Task goal: Reproduce word for word the passage of the NICE consultation text below, starting at "They did, for" and ending at "appeal or not.".

Source text:
__________________________________________________

For those who might be checking (at least one of you did), our “stakeholder” comments for the UK NICE consultation on “THR” (I use the term loosely because they certainly do) were omitted from NICE’s collection of comments when they posted them. It seems they have disallowed us from commenting because they do not think we are a stakeholder, despite the fact that they originally accepted our application and declared us such.
If you are interested in reading what they said about this, the full email is copied here. Basically the upshot is that they claim that as an international education organization, we are not English enough (despite about 1/4 of our readers being from the UK as best we can estimate, and most of our funding for the relevant period coming from England). It seems rather more likely that their motive is that they are looking for an excuse to ignore what we have to say.
They did, for some reason, go ahead and respond to our comments. You can read their responses to our comments here. However, for the record, we just posted them without even reading them. What would be the point? We were trying to advise them as experts and consumer advocates. They should care what we say. We have little reason to care what they say.
We are not going to bother to appeal their decision for several reasons:
1. As is probably obvious to most of our readers, the entire NICE consultation process is rather a charade, so there is not much point in worrying too much about it.
2. If they were inclined to take our expertise or consumer advocacy viewpoint seriously, they would not care whether we qualified as English enough. Thus, they have made it clear that they have no interest in our expertise, and will ignore us whether we can win some appeal or not.

__________________________________________________

Data for review:
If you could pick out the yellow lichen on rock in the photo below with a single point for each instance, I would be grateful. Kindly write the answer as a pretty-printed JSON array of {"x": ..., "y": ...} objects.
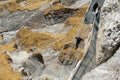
[
  {"x": 78, "y": 29},
  {"x": 14, "y": 5},
  {"x": 40, "y": 39},
  {"x": 8, "y": 47},
  {"x": 6, "y": 71}
]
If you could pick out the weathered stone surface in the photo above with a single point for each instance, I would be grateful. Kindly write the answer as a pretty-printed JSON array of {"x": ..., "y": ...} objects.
[
  {"x": 106, "y": 71},
  {"x": 109, "y": 34}
]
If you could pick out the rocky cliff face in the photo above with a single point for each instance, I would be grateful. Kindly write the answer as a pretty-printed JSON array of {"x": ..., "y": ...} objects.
[
  {"x": 108, "y": 44},
  {"x": 39, "y": 39},
  {"x": 109, "y": 32}
]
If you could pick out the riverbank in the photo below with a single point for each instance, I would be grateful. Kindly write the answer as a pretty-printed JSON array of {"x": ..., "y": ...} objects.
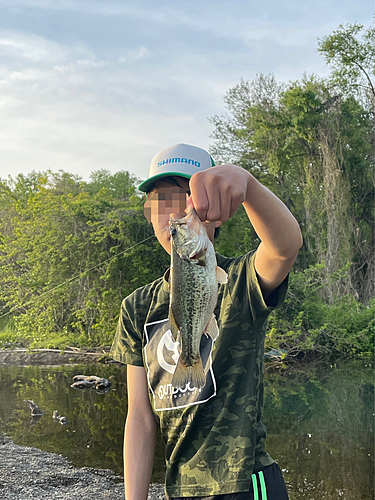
[
  {"x": 29, "y": 357},
  {"x": 31, "y": 473}
]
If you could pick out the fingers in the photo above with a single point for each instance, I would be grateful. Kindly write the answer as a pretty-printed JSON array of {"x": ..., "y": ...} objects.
[{"x": 216, "y": 194}]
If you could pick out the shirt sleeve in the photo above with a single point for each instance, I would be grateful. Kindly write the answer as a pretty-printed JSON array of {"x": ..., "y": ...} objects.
[
  {"x": 258, "y": 305},
  {"x": 127, "y": 344}
]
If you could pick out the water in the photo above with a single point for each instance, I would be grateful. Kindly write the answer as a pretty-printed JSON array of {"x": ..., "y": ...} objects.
[{"x": 320, "y": 423}]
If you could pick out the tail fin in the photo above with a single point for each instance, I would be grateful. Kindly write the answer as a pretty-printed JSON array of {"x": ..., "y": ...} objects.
[{"x": 185, "y": 374}]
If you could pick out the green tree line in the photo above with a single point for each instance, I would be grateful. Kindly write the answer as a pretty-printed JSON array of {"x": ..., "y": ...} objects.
[{"x": 310, "y": 141}]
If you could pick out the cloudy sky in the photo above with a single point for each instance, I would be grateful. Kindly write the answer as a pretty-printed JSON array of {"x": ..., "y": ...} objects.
[{"x": 90, "y": 84}]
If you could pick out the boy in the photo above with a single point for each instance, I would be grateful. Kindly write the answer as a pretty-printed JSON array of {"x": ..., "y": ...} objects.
[{"x": 214, "y": 436}]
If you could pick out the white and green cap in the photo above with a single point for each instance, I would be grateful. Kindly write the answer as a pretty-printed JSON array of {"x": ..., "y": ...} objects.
[{"x": 181, "y": 160}]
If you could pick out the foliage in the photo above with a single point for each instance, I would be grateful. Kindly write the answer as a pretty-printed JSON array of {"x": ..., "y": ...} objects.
[
  {"x": 309, "y": 326},
  {"x": 70, "y": 252},
  {"x": 352, "y": 59},
  {"x": 313, "y": 146}
]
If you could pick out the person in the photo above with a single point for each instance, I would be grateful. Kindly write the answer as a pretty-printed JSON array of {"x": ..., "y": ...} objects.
[{"x": 214, "y": 437}]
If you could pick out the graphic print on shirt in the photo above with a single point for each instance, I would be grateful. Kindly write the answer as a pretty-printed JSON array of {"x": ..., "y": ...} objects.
[{"x": 161, "y": 356}]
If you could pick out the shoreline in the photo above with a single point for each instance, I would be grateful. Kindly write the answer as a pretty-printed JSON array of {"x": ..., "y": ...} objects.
[
  {"x": 69, "y": 356},
  {"x": 27, "y": 472}
]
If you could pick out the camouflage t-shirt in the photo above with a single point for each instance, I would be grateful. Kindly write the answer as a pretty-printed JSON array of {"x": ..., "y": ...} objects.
[{"x": 214, "y": 436}]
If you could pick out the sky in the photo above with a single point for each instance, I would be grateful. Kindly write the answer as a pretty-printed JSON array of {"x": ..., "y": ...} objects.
[{"x": 89, "y": 84}]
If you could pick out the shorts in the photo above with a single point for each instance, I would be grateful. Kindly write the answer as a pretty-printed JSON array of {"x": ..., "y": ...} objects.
[{"x": 266, "y": 484}]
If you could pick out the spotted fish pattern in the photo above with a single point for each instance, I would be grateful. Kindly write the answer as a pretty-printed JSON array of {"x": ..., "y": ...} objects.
[{"x": 214, "y": 444}]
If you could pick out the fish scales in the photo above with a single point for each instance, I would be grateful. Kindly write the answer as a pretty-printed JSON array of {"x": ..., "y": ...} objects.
[{"x": 193, "y": 295}]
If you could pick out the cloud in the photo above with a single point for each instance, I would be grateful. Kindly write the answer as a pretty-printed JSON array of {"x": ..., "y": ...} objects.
[{"x": 134, "y": 55}]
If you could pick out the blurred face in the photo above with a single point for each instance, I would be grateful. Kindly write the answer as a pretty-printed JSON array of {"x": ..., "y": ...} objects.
[{"x": 169, "y": 200}]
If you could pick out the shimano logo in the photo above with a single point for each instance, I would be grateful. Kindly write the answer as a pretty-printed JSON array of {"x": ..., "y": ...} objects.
[{"x": 179, "y": 160}]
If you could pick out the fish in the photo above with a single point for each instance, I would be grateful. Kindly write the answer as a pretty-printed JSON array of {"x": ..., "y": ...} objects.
[{"x": 194, "y": 278}]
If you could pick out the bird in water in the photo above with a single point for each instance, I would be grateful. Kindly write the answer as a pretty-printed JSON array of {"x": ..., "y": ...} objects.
[
  {"x": 34, "y": 408},
  {"x": 62, "y": 420}
]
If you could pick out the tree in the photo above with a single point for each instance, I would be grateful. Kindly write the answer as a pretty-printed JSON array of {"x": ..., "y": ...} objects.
[
  {"x": 352, "y": 60},
  {"x": 312, "y": 147}
]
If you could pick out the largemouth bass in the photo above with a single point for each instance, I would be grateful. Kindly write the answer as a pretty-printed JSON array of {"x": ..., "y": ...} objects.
[{"x": 194, "y": 277}]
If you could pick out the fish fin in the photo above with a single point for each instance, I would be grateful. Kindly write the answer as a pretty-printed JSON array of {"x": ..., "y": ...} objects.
[
  {"x": 189, "y": 374},
  {"x": 200, "y": 257},
  {"x": 173, "y": 325},
  {"x": 212, "y": 328},
  {"x": 221, "y": 275}
]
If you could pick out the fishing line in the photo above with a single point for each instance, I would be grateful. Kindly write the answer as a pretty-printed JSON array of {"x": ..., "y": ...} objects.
[{"x": 31, "y": 301}]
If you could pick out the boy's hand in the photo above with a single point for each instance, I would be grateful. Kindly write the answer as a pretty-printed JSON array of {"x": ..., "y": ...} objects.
[{"x": 217, "y": 192}]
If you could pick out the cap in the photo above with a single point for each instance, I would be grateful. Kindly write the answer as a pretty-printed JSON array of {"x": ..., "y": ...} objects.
[{"x": 182, "y": 160}]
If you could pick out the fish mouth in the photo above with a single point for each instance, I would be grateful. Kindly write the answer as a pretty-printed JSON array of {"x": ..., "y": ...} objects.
[{"x": 182, "y": 220}]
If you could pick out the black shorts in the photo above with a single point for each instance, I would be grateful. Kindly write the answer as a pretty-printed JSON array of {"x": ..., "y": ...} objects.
[{"x": 266, "y": 484}]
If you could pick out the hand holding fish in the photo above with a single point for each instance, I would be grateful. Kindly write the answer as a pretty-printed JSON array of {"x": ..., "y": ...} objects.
[{"x": 218, "y": 191}]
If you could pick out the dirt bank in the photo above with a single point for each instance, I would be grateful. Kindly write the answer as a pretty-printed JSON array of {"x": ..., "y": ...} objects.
[
  {"x": 27, "y": 473},
  {"x": 26, "y": 357}
]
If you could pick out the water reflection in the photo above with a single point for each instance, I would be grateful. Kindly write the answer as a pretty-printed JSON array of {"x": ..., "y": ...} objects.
[{"x": 319, "y": 421}]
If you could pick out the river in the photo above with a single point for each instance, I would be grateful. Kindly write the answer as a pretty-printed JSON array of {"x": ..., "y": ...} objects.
[{"x": 320, "y": 423}]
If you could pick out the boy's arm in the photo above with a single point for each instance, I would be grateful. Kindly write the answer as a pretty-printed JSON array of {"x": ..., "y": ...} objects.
[
  {"x": 140, "y": 436},
  {"x": 216, "y": 194}
]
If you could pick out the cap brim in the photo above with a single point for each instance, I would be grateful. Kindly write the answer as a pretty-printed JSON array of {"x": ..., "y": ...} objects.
[{"x": 146, "y": 185}]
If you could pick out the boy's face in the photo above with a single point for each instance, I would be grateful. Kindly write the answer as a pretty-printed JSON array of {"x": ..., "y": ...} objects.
[{"x": 169, "y": 200}]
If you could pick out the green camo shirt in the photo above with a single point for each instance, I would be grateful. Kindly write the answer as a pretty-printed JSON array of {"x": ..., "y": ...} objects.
[{"x": 214, "y": 436}]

__________________________________________________

Task output:
They did, for some reason, go ahead and respond to our comments. You can read their responses to our comments here. However, for the record, we just posted them without even reading them. What would be the point? We were trying to advise them as experts and consumer advocates. They should care what we say. We have little reason to care what they say.
We are not going to bother to appeal their decision for several reasons:
1. As is probably obvious to most of our readers, the entire NICE consultation process is rather a charade, so there is not much point in worrying too much about it.
2. If they were inclined to take our expertise or consumer advocacy viewpoint seriously, they would not care whether we qualified as English enough. Thus, they have made it clear that they have no interest in our expertise, and will ignore us whether we can win some appeal or not.